Work required »
Line by line, print the records exactly, and keep images out of the copy.
##### Data to process
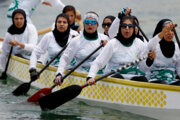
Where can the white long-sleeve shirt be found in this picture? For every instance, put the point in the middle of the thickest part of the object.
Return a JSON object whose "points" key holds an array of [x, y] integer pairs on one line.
{"points": [[115, 55], [170, 65], [48, 43], [80, 48], [29, 37]]}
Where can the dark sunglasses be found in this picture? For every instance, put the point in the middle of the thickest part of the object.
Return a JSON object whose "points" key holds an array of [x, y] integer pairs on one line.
{"points": [[106, 24], [92, 22], [124, 25]]}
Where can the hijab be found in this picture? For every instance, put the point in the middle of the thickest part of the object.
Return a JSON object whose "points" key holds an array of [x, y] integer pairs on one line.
{"points": [[126, 41], [109, 17], [138, 35], [61, 37], [13, 29], [163, 43], [92, 36]]}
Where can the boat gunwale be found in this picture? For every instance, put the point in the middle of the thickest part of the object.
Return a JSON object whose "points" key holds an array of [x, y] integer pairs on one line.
{"points": [[109, 80]]}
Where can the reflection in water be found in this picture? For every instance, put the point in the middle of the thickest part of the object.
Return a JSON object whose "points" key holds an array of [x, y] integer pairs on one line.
{"points": [[55, 116]]}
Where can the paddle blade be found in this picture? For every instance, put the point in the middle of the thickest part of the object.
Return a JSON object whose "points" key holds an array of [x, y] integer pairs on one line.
{"points": [[59, 97], [39, 94], [22, 89]]}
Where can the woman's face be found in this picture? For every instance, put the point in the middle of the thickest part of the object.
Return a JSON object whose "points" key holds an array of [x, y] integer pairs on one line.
{"points": [[71, 16], [106, 24], [90, 25], [169, 36], [19, 20], [62, 24], [127, 28]]}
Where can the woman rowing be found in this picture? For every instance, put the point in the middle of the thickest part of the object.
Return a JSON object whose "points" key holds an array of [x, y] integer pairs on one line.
{"points": [[107, 23], [71, 12], [21, 35], [53, 42], [119, 51], [166, 57], [82, 46], [113, 30]]}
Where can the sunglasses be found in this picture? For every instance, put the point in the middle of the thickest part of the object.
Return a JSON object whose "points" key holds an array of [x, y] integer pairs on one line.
{"points": [[124, 25], [92, 22], [106, 24]]}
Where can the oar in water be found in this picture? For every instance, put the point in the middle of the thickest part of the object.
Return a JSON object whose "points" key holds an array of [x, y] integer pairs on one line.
{"points": [[40, 32], [64, 95], [4, 75], [46, 91], [24, 88], [176, 36]]}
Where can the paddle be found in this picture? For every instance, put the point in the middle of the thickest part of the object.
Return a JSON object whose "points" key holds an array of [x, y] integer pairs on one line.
{"points": [[4, 75], [64, 95], [24, 88], [46, 91], [176, 36]]}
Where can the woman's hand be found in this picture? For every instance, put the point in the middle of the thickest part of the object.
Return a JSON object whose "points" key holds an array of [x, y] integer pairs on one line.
{"points": [[15, 43], [91, 81], [152, 55], [58, 80], [47, 3], [166, 29]]}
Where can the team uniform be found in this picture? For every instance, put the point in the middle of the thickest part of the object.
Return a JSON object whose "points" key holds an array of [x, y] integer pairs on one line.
{"points": [[48, 43], [79, 48], [163, 68], [115, 55], [28, 37]]}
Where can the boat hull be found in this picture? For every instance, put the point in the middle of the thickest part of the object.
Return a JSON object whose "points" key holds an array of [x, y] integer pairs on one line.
{"points": [[149, 99]]}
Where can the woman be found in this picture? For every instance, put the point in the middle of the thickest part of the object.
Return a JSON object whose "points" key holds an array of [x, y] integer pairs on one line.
{"points": [[123, 49], [21, 35], [53, 42], [164, 66], [107, 23], [71, 12], [82, 46], [113, 30]]}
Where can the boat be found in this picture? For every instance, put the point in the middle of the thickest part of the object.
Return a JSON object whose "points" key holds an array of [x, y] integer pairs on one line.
{"points": [[157, 101]]}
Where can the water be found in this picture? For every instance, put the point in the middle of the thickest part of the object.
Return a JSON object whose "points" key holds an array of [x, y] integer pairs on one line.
{"points": [[148, 12]]}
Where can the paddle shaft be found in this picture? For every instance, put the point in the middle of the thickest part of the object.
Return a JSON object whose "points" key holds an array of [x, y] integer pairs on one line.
{"points": [[80, 63], [8, 59], [141, 32], [52, 60], [176, 36], [40, 32], [123, 67]]}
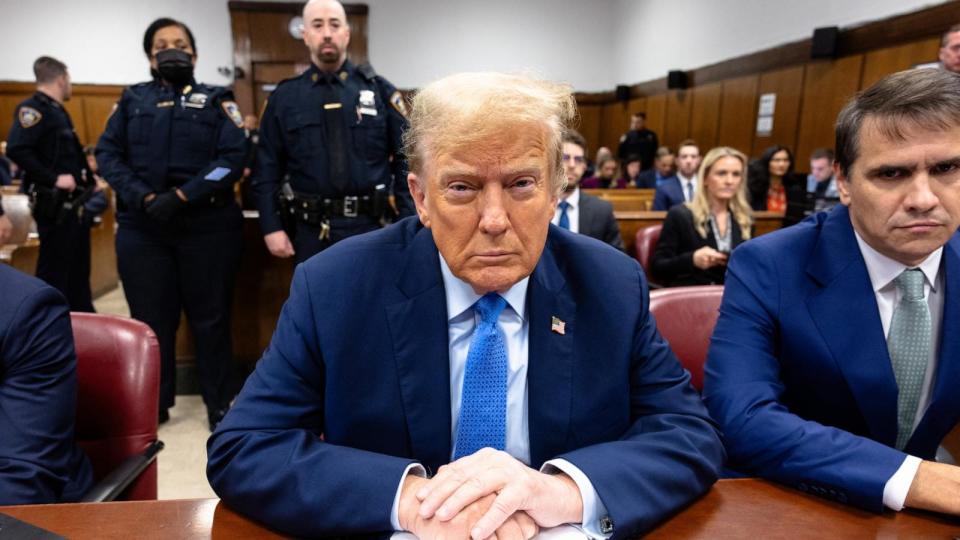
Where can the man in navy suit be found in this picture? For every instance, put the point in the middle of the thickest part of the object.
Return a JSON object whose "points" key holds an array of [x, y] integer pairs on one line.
{"points": [[576, 211], [514, 361], [835, 361], [39, 462], [680, 189]]}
##########
Response to the task »
Where can the white long-sleeve shirt be found in this picture? For every instance, put the point in the middle of the thickest part of the object.
Return a JSON object whose "points" key holds an array of [x, y] integer pairs on one line.
{"points": [[115, 55], [170, 65], [48, 43], [80, 48], [29, 37]]}
Where can the dark sunglasses be found in this picture? For every instance, put the point in the middle of the thickest part of the object.
Return a JSON object whose "points" key holds an array of [x, y] integer pairs on one line.
{"points": [[106, 24], [92, 22], [124, 25]]}
Where can the hijab be found in this picture? For every instance, put the point in the middle of the thickest part of the object.
Return a JSON object whose "points" key holds an array of [x, y] integer pairs on one line.
{"points": [[126, 41], [109, 17], [138, 35], [61, 37], [13, 29], [163, 43], [92, 36]]}
Where can the boat gunwale be found in this picture? For every instance, put the point in the middle of the thickest part of the object.
Return a JSON object whose "points" key holds an array of [x, y] integer pairs on one line.
{"points": [[109, 80]]}
Where can the reflection in water be found in this picture? For every instance, put the point in the middle of the thickest part of the object.
Return a JSON object whose "points" key holds an array of [x, y] integer pairs on one line.
{"points": [[55, 116]]}
Where can the paddle blade be found in this picture? For every instance, put the point in the middle of the thickest part of the object.
Return a JSON object whose "points" key holds an array of [x, y] integer pairs on one line.
{"points": [[59, 97], [39, 94], [22, 89]]}
Where can the woman's face be found in this picture? For every instance, put the point in the middle of the thickest part of the object.
Return a JSON object whose "points" key holds an array of [x, y] integer pairs on one line.
{"points": [[71, 16], [106, 24], [90, 25], [169, 36], [19, 20], [62, 24], [127, 28]]}
Where can the woman rowing be found in this picture? For every instance, put the point in the middle of the thickest part of the object.
Return a JSON object whose "points" key holds an array of [x, y] integer pairs on one line.
{"points": [[107, 23], [71, 12], [21, 35], [53, 42], [119, 51], [166, 57], [82, 46], [113, 30]]}
Where can the sunglasses be found in this picture? For every instance, put the point in the middle of the thickest part of the object.
Return a JSON object whose "points" key holds an array of [x, y] integer pairs on one line.
{"points": [[124, 25], [92, 22], [106, 24]]}
Where can the oar in water be found in this picture? For every instance, put the point in the middle of the thickest part of the object.
Return a JSON object whose "points" key holds an array of [x, y] integer pairs on one line.
{"points": [[40, 32], [64, 95], [4, 75], [46, 91], [24, 88], [176, 36]]}
Where can the paddle be found in this picture? For every instance, put the point in the middle of the thickest part of the object.
Return a JSON object whose "points" key holds an array of [x, y] integer pairs on one line.
{"points": [[4, 75], [64, 95], [24, 88], [46, 91], [176, 36]]}
Where can the woman's hand be found in this picture? For every instance, put the point in the middle of the thickest part of the object.
Return a JSON object whose "points" key holds an array of [x, y] integer pairs on one line.
{"points": [[15, 43], [91, 81], [152, 55], [58, 80], [47, 3], [166, 29]]}
Where can the team uniform be found in this picture? For every instance, put the point in the middle of the thickest part of the object.
Return a JSON object whose "points" key holds an array of [x, y] integer pairs on one line.
{"points": [[48, 43], [79, 48], [163, 68], [115, 55], [28, 37]]}
Where can the boat hull be found in this picture? For every instance, put the point in the middle of the thickest part of the object.
Return a JSON object whose "points" key holds an array of [x, y] integer pairs on one line.
{"points": [[149, 99]]}
Where can the woman be found in this picture? For every instance, put the point in the middle of the thickest part of the object.
Return a JSON object whose "points" key holds an array of [x, y] integer pairs on one line.
{"points": [[123, 49], [21, 35], [53, 42], [164, 66], [107, 23], [71, 12], [82, 46], [113, 30]]}
Where can the boat be found in this picture? For every instance, put the point in the middle of the thickest part of the object.
Return a JSON object whose "points" key holds an array of [x, y] integer pairs on one line.
{"points": [[157, 101]]}
Where can the water be found in this picture? For every instance, put the point in the middle of the thickest part of the object.
Return a JSON object whose "points" key holds an array of [x, y] integer pairs on one line.
{"points": [[148, 12]]}
Where can the paddle shaft be found in this picture? For every instance, put the point in the middle of the thickest part of the object.
Return a JSON object whose "points" key holds an array of [x, y] integer pairs on one line.
{"points": [[80, 63], [8, 59], [141, 32], [52, 60], [176, 36], [40, 32], [123, 67]]}
Where can the man in navy suit be found in this picture? For every instance, put the point in the middle of the thickest part of the object.
Return a JSON object whose "points" key holds an array of [x, y] integer pairs on one line.
{"points": [[576, 211], [514, 361], [835, 361], [39, 462], [680, 189]]}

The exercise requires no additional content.